— WHAT THE TASK REQUIRES —
Change "long blonde hair" to "long brown hair" in the items from the line with "If you could indicate the long" up to and including the line with "point(415, 84)", and leave all else as it is. Reproduce only those lines, and omit the pictures from your answer.

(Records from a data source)
'''
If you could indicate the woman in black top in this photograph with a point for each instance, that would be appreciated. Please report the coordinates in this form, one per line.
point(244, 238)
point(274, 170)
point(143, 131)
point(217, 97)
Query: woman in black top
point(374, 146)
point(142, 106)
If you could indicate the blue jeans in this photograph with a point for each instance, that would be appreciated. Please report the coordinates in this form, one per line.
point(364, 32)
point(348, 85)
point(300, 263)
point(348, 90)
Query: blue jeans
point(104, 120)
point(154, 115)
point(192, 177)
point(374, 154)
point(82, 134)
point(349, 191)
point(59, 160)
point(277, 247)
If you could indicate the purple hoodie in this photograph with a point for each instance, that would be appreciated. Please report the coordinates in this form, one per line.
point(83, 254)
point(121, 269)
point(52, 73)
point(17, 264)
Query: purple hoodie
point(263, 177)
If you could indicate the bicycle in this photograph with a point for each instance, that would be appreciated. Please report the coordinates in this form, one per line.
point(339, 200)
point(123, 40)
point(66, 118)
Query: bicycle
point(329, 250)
'''
'''
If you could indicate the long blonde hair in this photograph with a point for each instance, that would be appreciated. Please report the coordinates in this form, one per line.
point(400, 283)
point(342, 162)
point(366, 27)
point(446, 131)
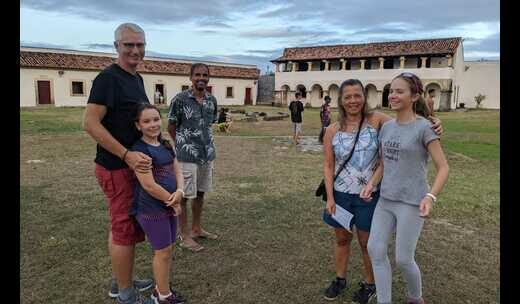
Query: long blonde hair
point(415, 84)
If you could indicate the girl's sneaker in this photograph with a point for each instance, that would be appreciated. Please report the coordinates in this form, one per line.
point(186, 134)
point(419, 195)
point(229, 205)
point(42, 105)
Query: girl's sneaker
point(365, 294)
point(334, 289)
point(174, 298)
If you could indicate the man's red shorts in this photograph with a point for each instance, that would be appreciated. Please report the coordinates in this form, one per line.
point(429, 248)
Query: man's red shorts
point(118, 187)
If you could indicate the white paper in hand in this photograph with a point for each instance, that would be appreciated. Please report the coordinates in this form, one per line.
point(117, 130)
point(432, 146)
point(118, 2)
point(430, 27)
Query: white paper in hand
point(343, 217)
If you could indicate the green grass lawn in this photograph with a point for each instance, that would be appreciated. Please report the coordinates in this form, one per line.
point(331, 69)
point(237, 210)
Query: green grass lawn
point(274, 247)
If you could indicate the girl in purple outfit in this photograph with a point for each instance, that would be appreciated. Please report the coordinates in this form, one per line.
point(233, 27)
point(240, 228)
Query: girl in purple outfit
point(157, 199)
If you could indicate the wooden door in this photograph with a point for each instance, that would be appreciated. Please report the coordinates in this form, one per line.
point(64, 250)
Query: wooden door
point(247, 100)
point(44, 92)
'''
— THE RESULT —
If you could indicate the long brown hair in this photograph with a point for each instance, that would be appreciated. Please report the coordinates in this form, one per line.
point(400, 283)
point(342, 162)
point(366, 27)
point(446, 131)
Query: long brown hair
point(415, 84)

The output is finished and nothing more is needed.